• Written exercise 1: Can you quote everything in the listing from the line containing "Task: locate the water" down to the line containing "pixel 854 99", with both of those lines included?

• Selection:
━━━━━━━━
P3D v.2.5 Nearly Finished. "We are currently finishing development on the first update to Prepar3D v2 for 2015, Prepar3D v2.5. This version has several rendering and performance updates, a few general platform updates, and a pretty substantial update to SimDirector, Prepar3D’s intelligent tutor, virtual instructor, and scenario generation tool. . . . We will be sending a beta of v2.5 to our beta team this week, and once we are satisfied with v2.5 we will then release the update." More Details can be found on the News Section of the Prepar3D Website

October 11, 2014:

Version 2.4 of Prepar3d was released on 9/29/14. The full list of changes is post HERE.

Orbx FTX Base Update: version 1.30 was released on 10/02/14 (make sure that you also update to the latest Libraries). Download Link

Orbx FTX: new Libraries for P3Dv2 were released on 10/01/14 (version 140927). Download Link

Active Sky Next was updated to SP1 on 10/08/14, which is now the official (non-beta) SP1 for P3D. LINK

September 8, 2014:

Updated my P3D Tweaks page to include latest fixes for Prepar3D v.2.3 cloud cover FPS issues.
━━━━━━━━
• Given records:
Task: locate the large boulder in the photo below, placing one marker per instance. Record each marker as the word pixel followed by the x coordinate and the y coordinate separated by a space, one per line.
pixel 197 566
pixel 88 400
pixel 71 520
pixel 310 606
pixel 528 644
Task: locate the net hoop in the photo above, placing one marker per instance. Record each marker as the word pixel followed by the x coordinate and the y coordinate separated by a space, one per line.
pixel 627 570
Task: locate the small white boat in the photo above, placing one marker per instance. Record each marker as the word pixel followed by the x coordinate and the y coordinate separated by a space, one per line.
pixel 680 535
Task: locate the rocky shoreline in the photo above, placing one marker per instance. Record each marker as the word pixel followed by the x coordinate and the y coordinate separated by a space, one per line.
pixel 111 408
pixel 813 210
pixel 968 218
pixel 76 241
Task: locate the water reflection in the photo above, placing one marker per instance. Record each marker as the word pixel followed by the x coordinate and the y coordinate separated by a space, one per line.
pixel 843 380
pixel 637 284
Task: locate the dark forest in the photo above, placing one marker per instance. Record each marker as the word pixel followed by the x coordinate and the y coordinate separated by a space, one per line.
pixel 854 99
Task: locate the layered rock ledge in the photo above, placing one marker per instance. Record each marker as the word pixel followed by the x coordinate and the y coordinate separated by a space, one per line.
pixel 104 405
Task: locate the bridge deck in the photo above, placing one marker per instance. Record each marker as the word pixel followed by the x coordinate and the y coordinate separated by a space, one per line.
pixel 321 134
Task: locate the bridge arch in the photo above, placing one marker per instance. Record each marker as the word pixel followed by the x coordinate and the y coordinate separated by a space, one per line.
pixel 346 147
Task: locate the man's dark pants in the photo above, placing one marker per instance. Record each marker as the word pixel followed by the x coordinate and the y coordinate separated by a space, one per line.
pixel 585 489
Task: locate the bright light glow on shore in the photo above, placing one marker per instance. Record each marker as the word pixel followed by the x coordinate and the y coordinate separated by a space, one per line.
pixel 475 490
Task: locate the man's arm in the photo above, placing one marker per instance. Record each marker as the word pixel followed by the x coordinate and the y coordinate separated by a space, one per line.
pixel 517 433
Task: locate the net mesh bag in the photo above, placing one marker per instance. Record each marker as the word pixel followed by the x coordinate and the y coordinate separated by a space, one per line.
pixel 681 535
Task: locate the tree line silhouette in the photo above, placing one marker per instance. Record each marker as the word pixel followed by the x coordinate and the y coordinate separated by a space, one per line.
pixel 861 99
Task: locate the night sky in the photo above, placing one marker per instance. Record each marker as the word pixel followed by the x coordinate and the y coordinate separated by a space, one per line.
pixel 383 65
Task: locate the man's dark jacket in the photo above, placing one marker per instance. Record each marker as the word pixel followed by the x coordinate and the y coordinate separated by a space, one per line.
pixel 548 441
━━━━━━━━
• Written exercise 2: Could you print everything in the Prepar3D news from "Version 2.4 of" down to "cover FPS issues." word for word?

• Reply 1:
Task: locate the water reflection in the photo above, placing one marker per instance. Record each marker as the word pixel followed by the x coordinate and the y coordinate separated by a space, one per line.
pixel 843 380
pixel 637 284
Task: locate the dark forest in the photo above, placing one marker per instance. Record each marker as the word pixel followed by the x coordinate and the y coordinate separated by a space, one per line.
pixel 854 99

• Reply 2:
Version 2.4 of Prepar3d was released on 9/29/14. The full list of changes is post HERE.

Orbx FTX Base Update: version 1.30 was released on 10/02/14 (make sure that you also update to the latest Libraries). Download Link

Orbx FTX: new Libraries for P3Dv2 were released on 10/01/14 (version 140927). Download Link

Active Sky Next was updated to SP1 on 10/08/14, which is now the official (non-beta) SP1 for P3D. LINK

September 8, 2014:

Updated my P3D Tweaks page to include latest fixes for Prepar3D v.2.3 cloud cover FPS issues.